## KUTIPAN DOKUMEN
######
Skip ke Konten

Riset: Perpaduan Translanguaging dan Imersi Ciptakan Pembelajaran Inggris Adaptif di Kelas Multilingual

16 Desember 2025 oleh
Fikruzzamansaleh

Di tengah hiruk-pikuk kehidupan kampus yang semakin mengglobal, penguasaan bahasa Inggris telah menjadi sebuah keniscayaan. Namun, realitas kelas bahasa di Indonesia seringkali diwarnai oleh keberagaman latar belakang linguistik mahasiswa, mulai dari bahasa daerah hingga bahasa Indonesia sebagai bahasa nasional. Bagaimana para pengajar menavigasi kompleksitas ini agar mahasiswa tidak hanya menguasai tata bahasa, tetapi juga mampu berkomunikasi secara luwes dan percaya diri?


Dalam riset berjudul “How Translanguaging and Immersion Are Applied in Multilingual English Classrooms: A Case Study from Indonesia” yang dilakukan oleh Yulie Asni, Hasmi Rezkiani Nur Amalia dari IAIN Parepare, terungkap sebuah pendekatan pedagogis yang menarik. Studi ini menyoroti bagaimana strategi translanguaging (pencampuran bahasa) dan language immersion (pencelupan bahasa) diterapkan secara dinamis di kelas bahasa Inggris multilingual, bukan sebagai metode yang saling bertentangan, melainkan sebagai alat yang saling melengkapi.


Memahami Fleksibilitas Bahasa: Translanguaging


Translanguaging adalah sebuah pendekatan pedagogis yang mengakui dan memanfaatkan seluruh repertoar linguistik mahasiswa—yaitu semua bahasa yang mereka kuasai—dalam proses belajar mengajar. Ini berarti mahasiswa tidak perlu memisahkan bahasa ibu, bahasa daerah, dan bahasa target (Inggris) mereka, melainkan diizinkan untuk menggunakannya secara fleksibel untuk membangun pemahaman, berinteraksi, dan mengekspresikan diri. Konsep ini pertama kali muncul di Wales pada tahun 1980-an, dipopulerkan oleh Colin Baker, yang menerjemahkan istilah Welsh “trawsieithu” menjadi translanguaging.


Penelitian telah menunjukkan bahwa translanguaging memiliki banyak manfaat. Strategi ini mampu mengurangi kecemasan berbahasa di kalangan pembelajar, meningkatkan partisipasi dan keterlibatan mahasiswa, serta memperdalam pemahaman konten akademik. Dengan menghubungkan bahasa ibu mereka dengan bahasa Inggris, mahasiswa dapat lebih efektif memahami dan mengomunikasikan materi pelajaran yang kompleks. Ini juga mendorong rasa percaya diri dan inklusi, karena bahasa ibu mereka dihargai sebagai aset, bukan hambatan. Selain itu, translanguaging membantu mengembangkan kesadaran metalinguistik, memungkinkan mahasiswa memahami struktur bahasa dengan lebih baik dan terlibat dalam pemikiran tingkat tinggi seperti analisis dan ringkasan.
######
## Catatan penunjukan objek bernama
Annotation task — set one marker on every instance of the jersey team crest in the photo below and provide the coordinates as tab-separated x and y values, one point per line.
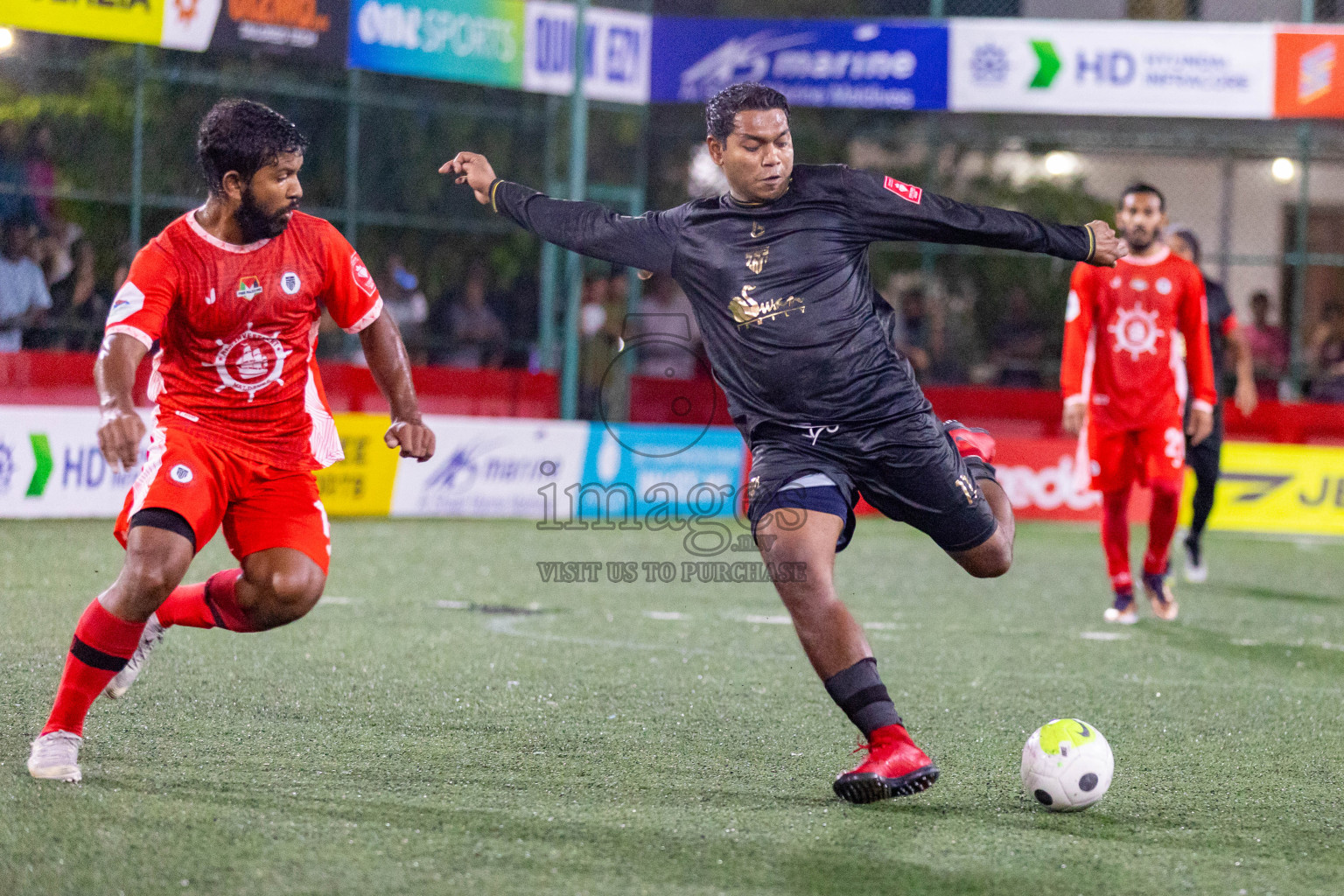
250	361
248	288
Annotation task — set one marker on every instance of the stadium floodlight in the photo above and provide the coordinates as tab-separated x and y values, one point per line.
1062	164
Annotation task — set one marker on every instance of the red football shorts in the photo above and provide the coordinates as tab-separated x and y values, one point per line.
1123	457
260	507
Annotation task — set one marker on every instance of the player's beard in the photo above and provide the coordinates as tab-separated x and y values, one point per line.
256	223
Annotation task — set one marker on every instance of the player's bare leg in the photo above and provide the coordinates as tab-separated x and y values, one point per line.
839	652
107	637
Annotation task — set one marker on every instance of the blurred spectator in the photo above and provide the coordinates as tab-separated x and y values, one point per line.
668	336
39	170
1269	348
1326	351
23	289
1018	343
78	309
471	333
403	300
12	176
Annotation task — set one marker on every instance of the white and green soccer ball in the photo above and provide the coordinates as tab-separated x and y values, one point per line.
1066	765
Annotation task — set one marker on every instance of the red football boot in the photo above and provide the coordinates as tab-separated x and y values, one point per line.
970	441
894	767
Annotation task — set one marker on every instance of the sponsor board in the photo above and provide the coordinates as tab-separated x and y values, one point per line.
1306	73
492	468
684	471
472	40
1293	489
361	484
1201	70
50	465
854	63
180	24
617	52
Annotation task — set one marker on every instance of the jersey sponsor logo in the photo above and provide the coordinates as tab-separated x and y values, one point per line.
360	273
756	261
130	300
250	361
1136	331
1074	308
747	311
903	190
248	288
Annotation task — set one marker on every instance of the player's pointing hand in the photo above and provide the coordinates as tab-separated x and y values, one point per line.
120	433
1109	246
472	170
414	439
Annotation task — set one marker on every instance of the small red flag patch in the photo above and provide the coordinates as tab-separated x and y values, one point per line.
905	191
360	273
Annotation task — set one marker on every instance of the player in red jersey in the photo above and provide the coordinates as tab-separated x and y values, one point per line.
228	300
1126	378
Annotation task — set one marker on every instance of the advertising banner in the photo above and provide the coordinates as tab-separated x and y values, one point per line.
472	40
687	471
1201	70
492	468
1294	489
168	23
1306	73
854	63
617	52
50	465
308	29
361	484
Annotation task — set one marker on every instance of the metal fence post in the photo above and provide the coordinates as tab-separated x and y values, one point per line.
######
## TUGAS DIKERJAKAN
Ketik ulang tanpa perubahan bagian artikel tentang translanguaging yang dimulai dari "Riset: Perpaduan Translanguaging" sampai dengan "dan percaya diri?".

## JAWABAN LENGKAP
Riset: Perpaduan Translanguaging dan Imersi Ciptakan Pembelajaran Inggris Adaptif di Kelas Multilingual

16 Desember 2025 oleh
Fikruzzamansaleh

Di tengah hiruk-pikuk kehidupan kampus yang semakin mengglobal, penguasaan bahasa Inggris telah menjadi sebuah keniscayaan. Namun, realitas kelas bahasa di Indonesia seringkali diwarnai oleh keberagaman latar belakang linguistik mahasiswa, mulai dari bahasa daerah hingga bahasa Indonesia sebagai bahasa nasional. Bagaimana para pengajar menavigasi kompleksitas ini agar mahasiswa tidak hanya menguasai tata bahasa, tetapi juga mampu berkomunikasi secara luwes dan percaya diri?